--- Begin RECORD EXCERPTS ---
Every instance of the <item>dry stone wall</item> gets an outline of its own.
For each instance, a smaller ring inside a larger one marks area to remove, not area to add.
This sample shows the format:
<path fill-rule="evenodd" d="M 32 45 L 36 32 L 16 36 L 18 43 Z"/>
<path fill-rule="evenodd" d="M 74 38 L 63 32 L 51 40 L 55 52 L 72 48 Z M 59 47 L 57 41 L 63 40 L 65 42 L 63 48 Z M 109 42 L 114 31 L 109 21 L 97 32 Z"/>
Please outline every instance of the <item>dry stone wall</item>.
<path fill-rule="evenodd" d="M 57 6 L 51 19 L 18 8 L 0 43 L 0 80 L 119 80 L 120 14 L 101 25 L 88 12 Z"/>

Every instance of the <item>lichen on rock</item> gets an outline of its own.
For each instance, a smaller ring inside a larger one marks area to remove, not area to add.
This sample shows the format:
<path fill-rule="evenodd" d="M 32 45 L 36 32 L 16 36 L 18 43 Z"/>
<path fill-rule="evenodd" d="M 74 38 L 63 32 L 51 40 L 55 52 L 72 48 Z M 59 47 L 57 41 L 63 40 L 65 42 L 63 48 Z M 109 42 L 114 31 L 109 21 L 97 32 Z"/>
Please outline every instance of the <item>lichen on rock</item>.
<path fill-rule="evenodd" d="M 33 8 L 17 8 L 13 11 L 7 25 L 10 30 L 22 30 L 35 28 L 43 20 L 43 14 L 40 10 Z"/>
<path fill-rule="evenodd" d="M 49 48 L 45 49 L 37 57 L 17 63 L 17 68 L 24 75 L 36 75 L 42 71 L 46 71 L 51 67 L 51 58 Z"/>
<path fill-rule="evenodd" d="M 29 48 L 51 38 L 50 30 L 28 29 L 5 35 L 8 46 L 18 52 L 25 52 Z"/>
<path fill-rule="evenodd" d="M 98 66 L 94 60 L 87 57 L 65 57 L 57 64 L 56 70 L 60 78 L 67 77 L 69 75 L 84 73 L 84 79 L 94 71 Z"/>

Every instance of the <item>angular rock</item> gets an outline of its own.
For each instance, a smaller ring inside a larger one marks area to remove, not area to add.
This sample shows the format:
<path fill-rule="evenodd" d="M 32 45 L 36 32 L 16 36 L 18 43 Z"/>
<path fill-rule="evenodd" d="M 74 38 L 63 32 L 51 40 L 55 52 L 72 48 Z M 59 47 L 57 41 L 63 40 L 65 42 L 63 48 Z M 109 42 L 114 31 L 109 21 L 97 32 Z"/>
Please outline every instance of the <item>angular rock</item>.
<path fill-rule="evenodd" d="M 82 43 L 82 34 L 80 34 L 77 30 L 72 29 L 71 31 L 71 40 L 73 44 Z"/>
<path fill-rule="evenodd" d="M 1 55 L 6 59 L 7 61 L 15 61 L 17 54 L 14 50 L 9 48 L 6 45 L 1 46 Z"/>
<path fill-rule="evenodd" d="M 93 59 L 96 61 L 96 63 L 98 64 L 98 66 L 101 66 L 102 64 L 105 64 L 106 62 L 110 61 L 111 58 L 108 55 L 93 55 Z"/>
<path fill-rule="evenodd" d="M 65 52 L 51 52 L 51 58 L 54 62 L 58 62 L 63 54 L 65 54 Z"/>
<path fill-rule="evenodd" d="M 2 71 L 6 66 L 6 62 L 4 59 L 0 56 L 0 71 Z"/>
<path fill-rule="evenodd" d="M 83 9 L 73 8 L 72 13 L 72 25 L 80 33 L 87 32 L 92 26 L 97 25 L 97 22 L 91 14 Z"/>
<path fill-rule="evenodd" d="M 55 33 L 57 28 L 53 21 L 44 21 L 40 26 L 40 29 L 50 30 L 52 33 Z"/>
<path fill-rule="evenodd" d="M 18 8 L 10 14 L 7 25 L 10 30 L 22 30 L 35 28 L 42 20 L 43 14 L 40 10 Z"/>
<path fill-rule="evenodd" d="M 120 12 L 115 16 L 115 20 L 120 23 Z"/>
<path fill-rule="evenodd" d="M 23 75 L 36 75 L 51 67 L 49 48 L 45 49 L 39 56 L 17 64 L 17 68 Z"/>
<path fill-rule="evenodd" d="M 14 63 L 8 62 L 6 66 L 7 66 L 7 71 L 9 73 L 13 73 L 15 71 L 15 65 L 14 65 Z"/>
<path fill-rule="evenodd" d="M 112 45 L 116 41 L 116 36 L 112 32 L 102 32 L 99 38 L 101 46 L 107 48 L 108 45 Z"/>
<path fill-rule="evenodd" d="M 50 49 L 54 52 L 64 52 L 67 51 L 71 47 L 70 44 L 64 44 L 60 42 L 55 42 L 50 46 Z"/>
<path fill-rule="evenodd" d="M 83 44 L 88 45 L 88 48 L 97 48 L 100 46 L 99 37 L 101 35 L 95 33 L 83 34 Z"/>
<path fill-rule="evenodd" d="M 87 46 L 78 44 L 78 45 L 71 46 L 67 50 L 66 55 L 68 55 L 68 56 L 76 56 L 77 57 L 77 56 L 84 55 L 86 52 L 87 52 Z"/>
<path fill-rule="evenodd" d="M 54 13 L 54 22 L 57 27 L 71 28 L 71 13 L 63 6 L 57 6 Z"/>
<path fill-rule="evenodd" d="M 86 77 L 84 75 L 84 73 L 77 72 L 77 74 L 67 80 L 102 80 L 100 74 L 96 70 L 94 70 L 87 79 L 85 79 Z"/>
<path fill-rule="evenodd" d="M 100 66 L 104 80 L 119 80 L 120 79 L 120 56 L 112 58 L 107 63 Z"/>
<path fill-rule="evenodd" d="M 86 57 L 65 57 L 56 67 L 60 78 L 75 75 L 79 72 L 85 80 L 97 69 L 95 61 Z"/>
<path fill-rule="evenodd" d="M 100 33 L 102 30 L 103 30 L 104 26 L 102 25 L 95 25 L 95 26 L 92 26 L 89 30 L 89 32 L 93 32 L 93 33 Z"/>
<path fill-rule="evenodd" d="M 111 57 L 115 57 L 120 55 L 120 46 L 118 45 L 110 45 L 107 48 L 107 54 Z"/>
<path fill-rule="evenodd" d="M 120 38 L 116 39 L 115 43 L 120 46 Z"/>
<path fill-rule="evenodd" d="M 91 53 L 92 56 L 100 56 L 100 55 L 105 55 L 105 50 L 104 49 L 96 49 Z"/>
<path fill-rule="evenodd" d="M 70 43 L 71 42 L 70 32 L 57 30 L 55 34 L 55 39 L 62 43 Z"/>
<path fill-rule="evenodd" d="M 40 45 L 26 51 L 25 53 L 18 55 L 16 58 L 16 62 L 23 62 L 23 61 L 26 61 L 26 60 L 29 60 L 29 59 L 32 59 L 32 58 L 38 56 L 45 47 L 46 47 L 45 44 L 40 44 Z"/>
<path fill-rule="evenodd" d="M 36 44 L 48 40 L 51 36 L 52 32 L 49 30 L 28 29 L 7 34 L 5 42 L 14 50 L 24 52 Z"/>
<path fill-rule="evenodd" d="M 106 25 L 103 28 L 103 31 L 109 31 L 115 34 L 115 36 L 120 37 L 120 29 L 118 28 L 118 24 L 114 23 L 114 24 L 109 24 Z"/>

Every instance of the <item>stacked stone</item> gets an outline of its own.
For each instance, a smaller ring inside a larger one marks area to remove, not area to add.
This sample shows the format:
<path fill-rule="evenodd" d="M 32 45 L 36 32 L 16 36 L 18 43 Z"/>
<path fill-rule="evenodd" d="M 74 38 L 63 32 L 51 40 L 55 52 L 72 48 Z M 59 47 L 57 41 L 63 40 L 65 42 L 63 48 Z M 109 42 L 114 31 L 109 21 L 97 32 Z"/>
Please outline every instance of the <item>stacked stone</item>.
--- End RECORD EXCERPTS ---
■ INSTRUCTIONS TO FOLLOW ■
Copy out the rows word for word, starting at the line that contains "Every instance of the <item>lichen on rock</item> gets" and stopping after the line that contains "98 66 L 94 60".

■ RIGHT ANSWER ■
Every instance of the <item>lichen on rock</item> gets an outline of its own.
For each instance, a smaller ring inside a larger one marks area to remove, not area to add.
This sample shows the format:
<path fill-rule="evenodd" d="M 32 45 L 36 32 L 16 36 L 18 43 Z"/>
<path fill-rule="evenodd" d="M 74 38 L 63 32 L 51 40 L 55 52 L 72 48 Z M 59 47 L 57 41 L 63 40 L 65 42 L 63 48 Z M 109 42 L 114 31 L 109 21 L 97 32 Z"/>
Please outline every instance of the <item>lichen on rock</item>.
<path fill-rule="evenodd" d="M 33 8 L 17 8 L 13 11 L 7 25 L 10 30 L 22 30 L 35 28 L 43 20 L 43 14 L 40 10 Z"/>
<path fill-rule="evenodd" d="M 49 48 L 45 49 L 37 57 L 17 63 L 17 68 L 24 75 L 36 75 L 42 71 L 46 71 L 51 67 L 51 58 Z"/>
<path fill-rule="evenodd" d="M 29 48 L 51 38 L 50 30 L 28 29 L 5 35 L 8 46 L 18 52 L 25 52 Z"/>
<path fill-rule="evenodd" d="M 98 66 L 94 60 L 87 57 L 65 57 L 57 64 L 56 70 L 60 78 L 67 77 L 69 75 L 84 73 L 84 79 L 94 71 Z"/>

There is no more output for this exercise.